(Records contained in a dataset)
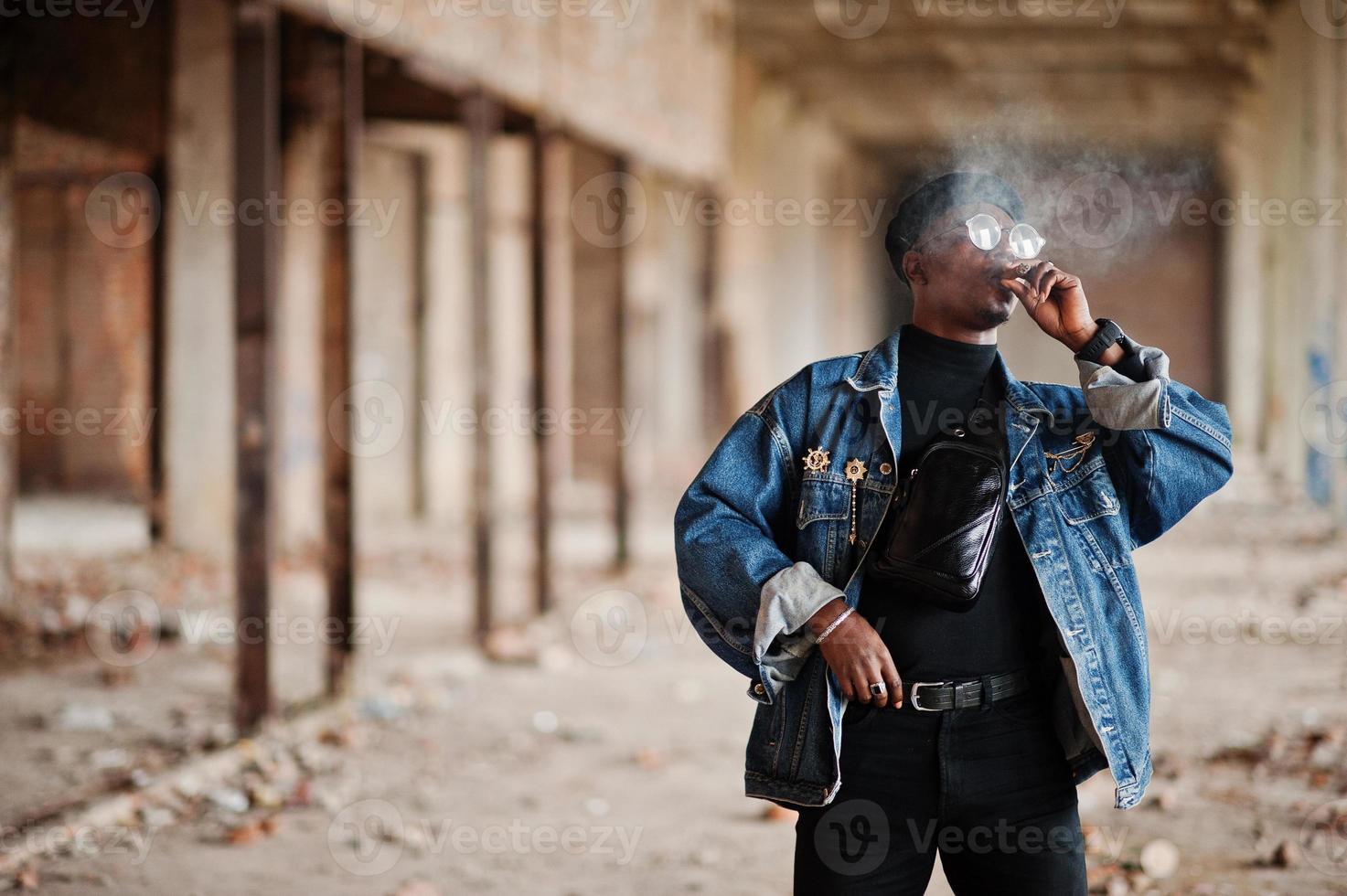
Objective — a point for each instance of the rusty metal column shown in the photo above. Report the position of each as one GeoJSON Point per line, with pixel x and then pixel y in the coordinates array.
{"type": "Point", "coordinates": [256, 178]}
{"type": "Point", "coordinates": [712, 343]}
{"type": "Point", "coordinates": [621, 489]}
{"type": "Point", "coordinates": [541, 443]}
{"type": "Point", "coordinates": [8, 315]}
{"type": "Point", "coordinates": [337, 62]}
{"type": "Point", "coordinates": [483, 123]}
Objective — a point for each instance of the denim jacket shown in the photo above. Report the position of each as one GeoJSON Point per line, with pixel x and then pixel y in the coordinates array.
{"type": "Point", "coordinates": [763, 543]}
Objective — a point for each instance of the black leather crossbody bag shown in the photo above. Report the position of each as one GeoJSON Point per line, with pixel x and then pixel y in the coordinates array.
{"type": "Point", "coordinates": [948, 512]}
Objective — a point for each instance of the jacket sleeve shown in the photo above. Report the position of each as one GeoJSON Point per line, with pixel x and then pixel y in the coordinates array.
{"type": "Point", "coordinates": [746, 599]}
{"type": "Point", "coordinates": [1171, 446]}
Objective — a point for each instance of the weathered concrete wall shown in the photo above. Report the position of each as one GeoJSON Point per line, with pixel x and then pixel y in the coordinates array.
{"type": "Point", "coordinates": [641, 76]}
{"type": "Point", "coordinates": [1299, 164]}
{"type": "Point", "coordinates": [802, 240]}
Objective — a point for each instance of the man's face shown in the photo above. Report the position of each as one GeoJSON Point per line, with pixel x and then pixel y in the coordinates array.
{"type": "Point", "coordinates": [962, 282]}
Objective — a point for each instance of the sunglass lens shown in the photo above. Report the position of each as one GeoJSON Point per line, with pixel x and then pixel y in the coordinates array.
{"type": "Point", "coordinates": [1025, 241]}
{"type": "Point", "coordinates": [985, 232]}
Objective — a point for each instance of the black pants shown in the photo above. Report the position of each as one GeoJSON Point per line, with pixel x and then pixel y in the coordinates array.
{"type": "Point", "coordinates": [988, 787]}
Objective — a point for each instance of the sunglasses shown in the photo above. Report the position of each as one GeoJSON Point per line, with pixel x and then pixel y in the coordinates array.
{"type": "Point", "coordinates": [985, 233]}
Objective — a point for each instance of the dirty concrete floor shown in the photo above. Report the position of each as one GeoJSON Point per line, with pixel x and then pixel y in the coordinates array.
{"type": "Point", "coordinates": [611, 765]}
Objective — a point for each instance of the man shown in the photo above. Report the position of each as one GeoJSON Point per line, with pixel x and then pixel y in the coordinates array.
{"type": "Point", "coordinates": [896, 725]}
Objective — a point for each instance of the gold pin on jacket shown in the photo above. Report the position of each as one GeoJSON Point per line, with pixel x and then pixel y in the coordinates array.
{"type": "Point", "coordinates": [1076, 453]}
{"type": "Point", "coordinates": [854, 474]}
{"type": "Point", "coordinates": [817, 460]}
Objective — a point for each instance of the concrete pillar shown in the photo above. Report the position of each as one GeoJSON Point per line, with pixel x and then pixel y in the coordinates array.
{"type": "Point", "coordinates": [198, 286]}
{"type": "Point", "coordinates": [256, 178]}
{"type": "Point", "coordinates": [8, 313]}
{"type": "Point", "coordinates": [386, 344]}
{"type": "Point", "coordinates": [509, 468]}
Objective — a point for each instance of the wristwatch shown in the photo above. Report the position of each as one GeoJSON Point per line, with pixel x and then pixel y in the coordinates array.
{"type": "Point", "coordinates": [1104, 340]}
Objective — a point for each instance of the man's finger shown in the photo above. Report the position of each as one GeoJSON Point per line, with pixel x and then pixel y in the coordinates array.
{"type": "Point", "coordinates": [861, 685]}
{"type": "Point", "coordinates": [891, 674]}
{"type": "Point", "coordinates": [876, 677]}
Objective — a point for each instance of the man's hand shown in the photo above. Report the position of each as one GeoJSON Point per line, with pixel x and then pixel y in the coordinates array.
{"type": "Point", "coordinates": [1056, 302]}
{"type": "Point", "coordinates": [857, 655]}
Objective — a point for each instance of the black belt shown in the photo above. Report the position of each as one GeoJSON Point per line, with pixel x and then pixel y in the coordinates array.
{"type": "Point", "coordinates": [936, 696]}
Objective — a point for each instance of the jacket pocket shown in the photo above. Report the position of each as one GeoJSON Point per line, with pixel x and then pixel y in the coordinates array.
{"type": "Point", "coordinates": [766, 736]}
{"type": "Point", "coordinates": [1090, 506]}
{"type": "Point", "coordinates": [822, 520]}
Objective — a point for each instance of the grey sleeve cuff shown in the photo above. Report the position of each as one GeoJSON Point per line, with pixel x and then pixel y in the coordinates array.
{"type": "Point", "coordinates": [1136, 399]}
{"type": "Point", "coordinates": [782, 640]}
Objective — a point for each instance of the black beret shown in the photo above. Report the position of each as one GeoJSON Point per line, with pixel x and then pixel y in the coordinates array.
{"type": "Point", "coordinates": [935, 197]}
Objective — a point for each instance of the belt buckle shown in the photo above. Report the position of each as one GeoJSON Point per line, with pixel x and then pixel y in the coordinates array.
{"type": "Point", "coordinates": [917, 686]}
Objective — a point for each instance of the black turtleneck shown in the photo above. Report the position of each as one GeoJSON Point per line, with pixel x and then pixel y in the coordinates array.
{"type": "Point", "coordinates": [939, 381]}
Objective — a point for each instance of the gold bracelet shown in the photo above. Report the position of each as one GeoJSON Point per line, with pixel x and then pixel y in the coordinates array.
{"type": "Point", "coordinates": [834, 624]}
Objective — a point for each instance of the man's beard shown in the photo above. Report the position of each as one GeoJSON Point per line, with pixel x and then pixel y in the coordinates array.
{"type": "Point", "coordinates": [990, 317]}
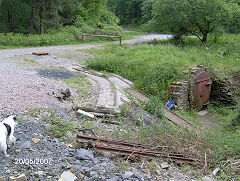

Try it:
Every line from the one containing "Objective — a point for each instance of the man's beard" through the final line of the records above is to be written out exactly; nothing else, and no pictures.

Written solution:
Objective — a point for each instance of the man's beard shown in the photo above. Report the position of each as one GeoJSON Point per line, with pixel x and then pixel y in the coordinates array.
{"type": "Point", "coordinates": [990, 317]}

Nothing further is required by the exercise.